(REQUIRED TASK 1) In the forum thread comparing Taira Bunkai and Hubud Lubud, who does geezer say studied WC while studying Jun Fan/JKD?
(REQUIRED TASK 2) Turn the paragraph of the forum thread on Taira Bunkai and Hubud Lubud that begins "Many fighting systems have some form" into a short bulleted list that keeps its main facts.
(REQUIRED TASK 3) Write the next part of the forum thread on Taira Bunkai and Hubud Lubud, picking up from its final lines.

(EXTRACT TO READ)
# Contrasting and comparing Taira Bunkai and Hubud Lubud



## TaiChiTJ (Jan 26, 2013)

I had never heard of Taira Bunkai before. I learned about it on another thread. Seems similar to Hubud Lubud. Interesting to compare them. 







http://www.youtube.com/watch?feature=endscreen&v=FqTgZ9y3za0&NR=1


----------



## geezer (Jan 26, 2013)

TaiChiTJ said:


> I had never heard of Taira Bunkai before. I learned about it on another thread. Seems similar to Hubud Lubud. Interesting to compare them.



Many fighting systems have some form of "sensitivity/flow" drills at the highest levels, especially those that have some connection to TCMA. Guju has its kakie, FMA has it's hubud, taiji has its tui shou, and of course there is Ving Tsun chi-sau. Actually, VT/WT/WC emphasizes this more than anybody. You can really see the chi-sau influence in the Inosanto/Lacosta blend hubud. After all, Dan Inosanto studied WC when he studied Jun Fan/JKD. 

Some of the movement sequences in the second part of the hubud clip (starting at about .35) come right out of our basic dan chi training. Some major difference between hubud and chi-sau however is that hubud doesn't stick with constant forward energy ("springy energy") and there isn't an equal emphasis on centerline. In chi-sau, if your hand is free, _you hit_. In the hubud, you tend to see more sequences where _both_ of the attacker's hands are on _one_ of the defenders, more attacks to the limbs, and you see more withdrawing movements. Considering that FMAs generally evolved from _weapons_ systems, this is quite logical.

Here are some WC/WT clips: 











Interestingly, I'm told that Keith Kernspecht (guy in yellow in the first clip) once studied Goju and practiced kakie before taking up WT in the 70s.


----------



## TaiChiTJ (Jan 26, 2013)

geezer said:


> Some of the movement sequences in the second part of the hubud clip (starting at about .35) come right out of our basic dan chi training. Some major difference between hubud and chi-sau however is that hubud doesn't stick with constant forward energy ("springy energy") and there isn't an equal emphasis on centerline. In chi-sau, if your hand is free, _you hit_. In the hubud, you tend to see more sequences where _both_ of the attacker's hands are on _one_ of the defenders, more attacks to the limbs, and you see more withdrawing movements. Considering that FMAs generally evolved from _weapons_ systems, this is quite logical.



Ok, I get what you are saying.

Steve, does your practice use stepping? Or does that just happen spontaneously as you work the arm patterns.


----------



## K-man (Jan 26, 2013)

(INFORMATION GIVEN)
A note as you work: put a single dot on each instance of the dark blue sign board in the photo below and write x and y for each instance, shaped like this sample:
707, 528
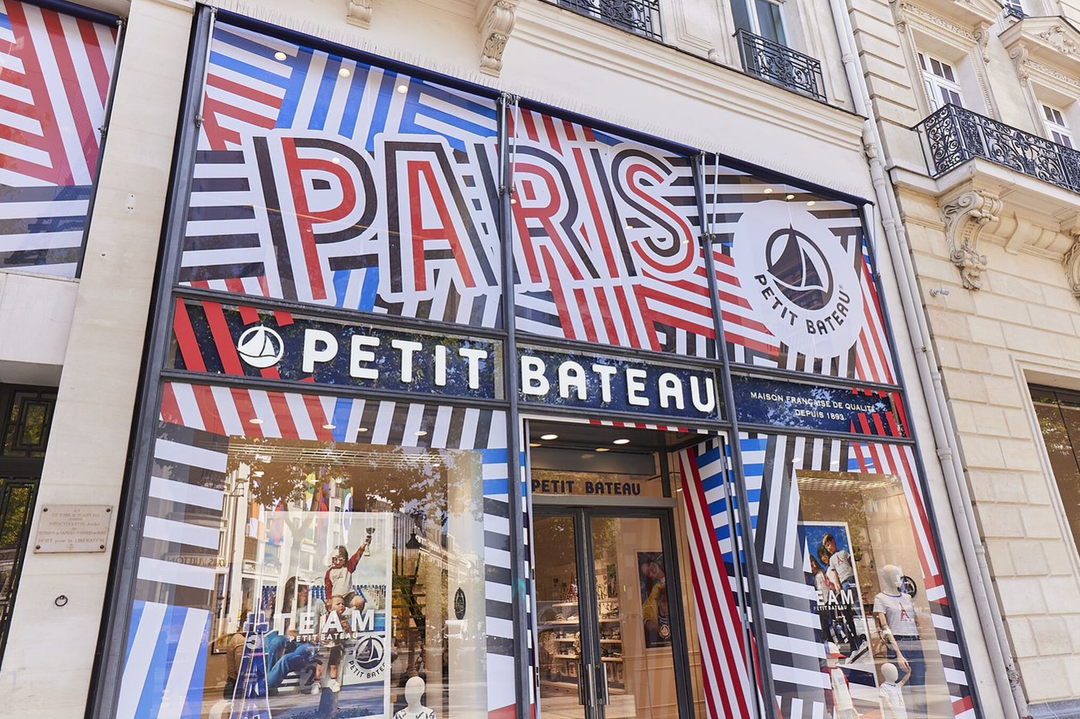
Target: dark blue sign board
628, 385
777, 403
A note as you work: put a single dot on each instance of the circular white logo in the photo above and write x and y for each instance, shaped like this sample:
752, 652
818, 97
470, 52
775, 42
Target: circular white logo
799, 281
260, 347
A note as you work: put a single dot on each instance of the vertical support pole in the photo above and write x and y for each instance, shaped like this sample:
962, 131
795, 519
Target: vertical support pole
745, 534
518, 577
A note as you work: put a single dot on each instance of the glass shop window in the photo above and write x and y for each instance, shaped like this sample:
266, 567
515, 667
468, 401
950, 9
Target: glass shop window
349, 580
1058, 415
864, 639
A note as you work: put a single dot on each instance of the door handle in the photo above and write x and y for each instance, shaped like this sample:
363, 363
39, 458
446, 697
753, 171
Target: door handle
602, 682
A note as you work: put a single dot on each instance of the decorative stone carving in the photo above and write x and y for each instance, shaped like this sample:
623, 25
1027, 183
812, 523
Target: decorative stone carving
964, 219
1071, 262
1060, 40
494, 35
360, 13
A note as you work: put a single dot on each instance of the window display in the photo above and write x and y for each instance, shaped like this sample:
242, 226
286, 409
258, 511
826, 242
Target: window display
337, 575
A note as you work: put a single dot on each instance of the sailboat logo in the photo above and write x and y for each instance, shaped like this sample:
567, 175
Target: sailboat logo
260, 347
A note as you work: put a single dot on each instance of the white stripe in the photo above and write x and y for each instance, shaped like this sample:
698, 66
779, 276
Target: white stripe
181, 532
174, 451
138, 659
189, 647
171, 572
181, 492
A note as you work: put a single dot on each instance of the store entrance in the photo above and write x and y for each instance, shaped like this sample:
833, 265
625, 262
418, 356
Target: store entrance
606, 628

...

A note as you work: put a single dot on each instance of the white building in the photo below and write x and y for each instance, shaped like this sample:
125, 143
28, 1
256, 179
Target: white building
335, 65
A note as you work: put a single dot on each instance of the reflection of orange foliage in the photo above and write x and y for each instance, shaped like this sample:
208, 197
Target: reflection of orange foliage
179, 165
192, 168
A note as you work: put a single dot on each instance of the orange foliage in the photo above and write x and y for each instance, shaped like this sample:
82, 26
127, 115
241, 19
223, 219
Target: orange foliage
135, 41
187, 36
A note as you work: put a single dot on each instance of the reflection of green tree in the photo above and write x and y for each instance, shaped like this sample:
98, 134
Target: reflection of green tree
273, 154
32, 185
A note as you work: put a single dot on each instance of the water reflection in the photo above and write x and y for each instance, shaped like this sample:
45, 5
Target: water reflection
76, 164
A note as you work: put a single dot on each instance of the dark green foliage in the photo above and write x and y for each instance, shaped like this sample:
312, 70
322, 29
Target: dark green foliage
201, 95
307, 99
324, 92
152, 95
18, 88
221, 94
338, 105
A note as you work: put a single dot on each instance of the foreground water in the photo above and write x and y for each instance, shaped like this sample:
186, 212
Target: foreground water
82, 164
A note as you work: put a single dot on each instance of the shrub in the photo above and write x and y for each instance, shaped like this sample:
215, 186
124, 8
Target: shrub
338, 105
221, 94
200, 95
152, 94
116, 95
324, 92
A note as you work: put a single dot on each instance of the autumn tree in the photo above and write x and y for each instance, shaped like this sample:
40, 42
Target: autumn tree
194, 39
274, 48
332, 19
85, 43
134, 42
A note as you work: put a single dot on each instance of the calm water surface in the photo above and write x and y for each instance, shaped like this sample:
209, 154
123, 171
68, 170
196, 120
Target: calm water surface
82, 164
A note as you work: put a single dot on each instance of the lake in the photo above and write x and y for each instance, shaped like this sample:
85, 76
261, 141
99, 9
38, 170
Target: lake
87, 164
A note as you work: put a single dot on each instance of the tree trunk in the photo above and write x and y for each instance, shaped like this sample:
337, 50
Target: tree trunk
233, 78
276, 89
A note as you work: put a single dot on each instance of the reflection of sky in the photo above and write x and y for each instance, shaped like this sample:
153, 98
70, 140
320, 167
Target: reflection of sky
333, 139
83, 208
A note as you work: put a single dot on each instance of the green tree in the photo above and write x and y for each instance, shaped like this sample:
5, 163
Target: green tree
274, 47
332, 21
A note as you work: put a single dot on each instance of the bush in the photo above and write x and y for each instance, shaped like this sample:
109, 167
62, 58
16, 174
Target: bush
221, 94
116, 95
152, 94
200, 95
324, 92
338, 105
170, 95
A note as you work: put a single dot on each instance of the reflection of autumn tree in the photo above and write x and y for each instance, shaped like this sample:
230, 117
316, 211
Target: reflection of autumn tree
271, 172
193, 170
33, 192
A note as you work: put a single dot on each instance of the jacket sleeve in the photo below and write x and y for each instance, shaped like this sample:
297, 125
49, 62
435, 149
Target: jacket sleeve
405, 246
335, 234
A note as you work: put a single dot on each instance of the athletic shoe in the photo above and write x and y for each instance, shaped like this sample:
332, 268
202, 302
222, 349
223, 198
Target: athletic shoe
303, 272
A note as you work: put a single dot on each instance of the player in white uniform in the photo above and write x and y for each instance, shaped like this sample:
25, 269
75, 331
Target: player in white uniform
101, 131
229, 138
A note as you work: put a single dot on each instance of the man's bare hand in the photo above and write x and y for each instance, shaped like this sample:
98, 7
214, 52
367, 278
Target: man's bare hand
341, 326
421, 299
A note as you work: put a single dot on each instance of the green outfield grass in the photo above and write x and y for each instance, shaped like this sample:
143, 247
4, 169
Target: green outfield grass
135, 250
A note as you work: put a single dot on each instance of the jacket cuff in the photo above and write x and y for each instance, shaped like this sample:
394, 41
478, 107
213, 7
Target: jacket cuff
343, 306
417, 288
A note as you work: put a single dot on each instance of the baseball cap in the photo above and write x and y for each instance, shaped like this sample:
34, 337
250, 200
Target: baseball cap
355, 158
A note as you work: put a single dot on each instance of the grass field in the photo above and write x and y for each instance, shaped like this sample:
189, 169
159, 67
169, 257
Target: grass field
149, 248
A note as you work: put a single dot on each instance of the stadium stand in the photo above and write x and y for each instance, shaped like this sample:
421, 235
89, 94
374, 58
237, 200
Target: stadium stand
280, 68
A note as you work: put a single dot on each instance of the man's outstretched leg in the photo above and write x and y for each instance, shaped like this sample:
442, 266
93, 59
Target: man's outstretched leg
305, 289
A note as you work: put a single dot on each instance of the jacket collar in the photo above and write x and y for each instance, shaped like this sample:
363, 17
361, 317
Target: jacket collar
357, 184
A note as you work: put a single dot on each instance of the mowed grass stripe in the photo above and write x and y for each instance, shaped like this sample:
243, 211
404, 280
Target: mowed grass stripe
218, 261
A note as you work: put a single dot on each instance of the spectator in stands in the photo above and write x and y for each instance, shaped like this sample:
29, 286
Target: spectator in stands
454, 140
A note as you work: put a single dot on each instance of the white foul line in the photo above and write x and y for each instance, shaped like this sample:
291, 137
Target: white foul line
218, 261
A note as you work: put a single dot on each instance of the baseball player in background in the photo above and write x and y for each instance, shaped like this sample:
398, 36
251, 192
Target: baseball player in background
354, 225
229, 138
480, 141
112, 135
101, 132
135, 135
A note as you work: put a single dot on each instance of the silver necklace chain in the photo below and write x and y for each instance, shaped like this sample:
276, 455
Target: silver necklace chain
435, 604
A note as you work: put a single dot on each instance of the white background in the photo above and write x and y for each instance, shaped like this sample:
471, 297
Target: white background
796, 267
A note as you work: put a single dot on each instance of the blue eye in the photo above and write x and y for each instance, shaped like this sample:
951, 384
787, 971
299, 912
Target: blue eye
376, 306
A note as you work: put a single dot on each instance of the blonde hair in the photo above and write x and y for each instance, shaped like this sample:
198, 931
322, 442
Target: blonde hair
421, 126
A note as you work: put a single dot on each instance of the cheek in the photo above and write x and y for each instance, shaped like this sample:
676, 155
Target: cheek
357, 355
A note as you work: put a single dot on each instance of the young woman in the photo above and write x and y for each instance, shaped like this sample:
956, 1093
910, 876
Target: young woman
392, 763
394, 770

(TASK ANSWER 1) Dan Inosanto.

(TASK ANSWER 2)
- Many fighting systems have "sensitivity/flow" drills at their highest levels, especially those with some connection to TCMA.
- Goju has kakie, FMA has hubud, taiji has tui shou, and Ving Tsun has chi-sau.
- VT/WT/WC emphasizes this more than any other system.
- The chi-sau influence shows in the Inosanto/Lacosta blend hubud, since Dan Inosanto studied WC when he studied Jun Fan/JKD.

(TASK ANSWER 3)
TaiChiTJ said:


> I had never heard of Taira Bunkai before. I learned about it on another thread. Seems similar to Hubud Lubud. Interesting to compare them.
> 
> 
> 
> ...


Nice to see a couple of my friends in the Taira clip. 

Having not come across Hubud Lubud before, it is hard to say how they compare.  I looked at a couple of other HL clips and they showed transitioning out of the flow drill into locks and holds etc.  That is similar to what we do in Taira's open/close drill where we go from the drill into a kata bunkai, then back to the drill.  There are other drills as well that come from the kata. 

The HL drill seems to be less structured and closer to what I call Tegumi. That is based on the principles of Chi Na. We train that as our own sensitivity drill, quite separate to what Taira teaches. 

Taira Bunkai is a totally different animal.  He uses the kata as a fighting system, in the sequence of the kata.  Any other training drills are just supplementary to that training. There is similarity in the concept of engaging and not disengaging until the conflict is resolved and there is possibly an element of predictictable response in the HL. Predictable response is the core of Taira Bunkai.    :asian:


----------



## geezer (Jan 27, 2013)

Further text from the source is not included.